Aujourd’hui, les fleurs synthétisent davantage de pigments pour se protéger des UV. Francis Quétier, professeur émérite en biologie moléculaire des plantes et project manager à Genopole recherche nous explique cette stratégie d’adaptation face au réchauffement climatique
D’après l’article publié dans Current biology, la teneur en pigments des fleurs aurait augmenté en moyenne de 2 % par an ces 75 dernières années. Parmi les 42 espèces de plantes à fleurs étudiées, celles qui présentent les plus fortes variations sont proches des pôles, là où la couche d’ozone est affaiblie. Mise à mal notamment par les chlorofluorocarbures de nos frigos, cette couche stratosphérique ne filtre plus correctement les rayonnements UV-B. Des rayons qui, à haute dose, cassent l’ADN et les membranes de nos cellules. Francis Quétier, biologiste moléculaire des plantes, explique comment nos colocataires chlorophylliens, les plantes à fleurs, modulent l’expression de leurs gènes pour se protéger de ces rayonnements nocifs.

Données affichées:
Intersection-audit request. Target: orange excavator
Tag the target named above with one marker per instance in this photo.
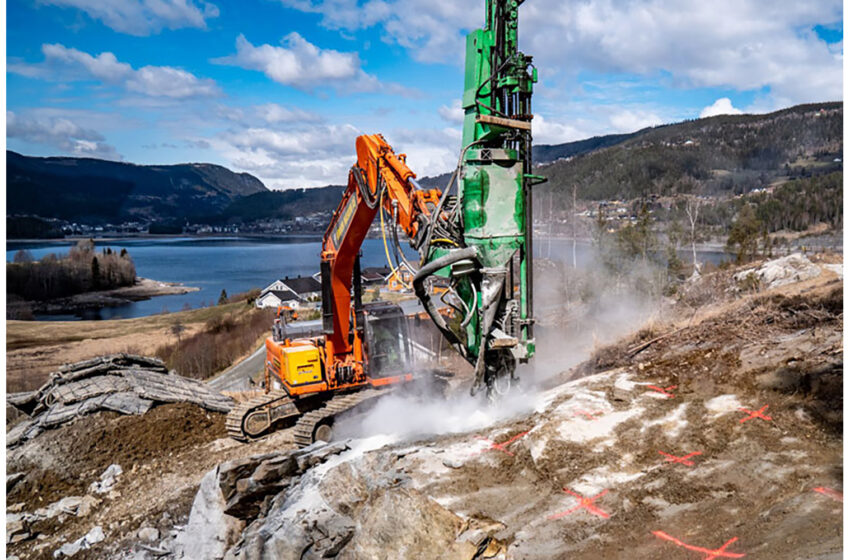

Vos consignes:
Répondez à ces questions sur le passage consacré aux pigments des fleurs :
(a) Quel poste Francis Quétier occupe-t-il à Genopole recherche ?
(b) De combien la teneur en pigments des fleurs aurait-elle augmenté en moyenne chaque année ?
(c) Combien d'espèces de plantes à fleurs ont été étudiées ?
Ces données proviennent d'une autre source que le passage.

Zone de réponse:
(a) Project manager.
(b) De 2 % par an.
(c) 42 espèces.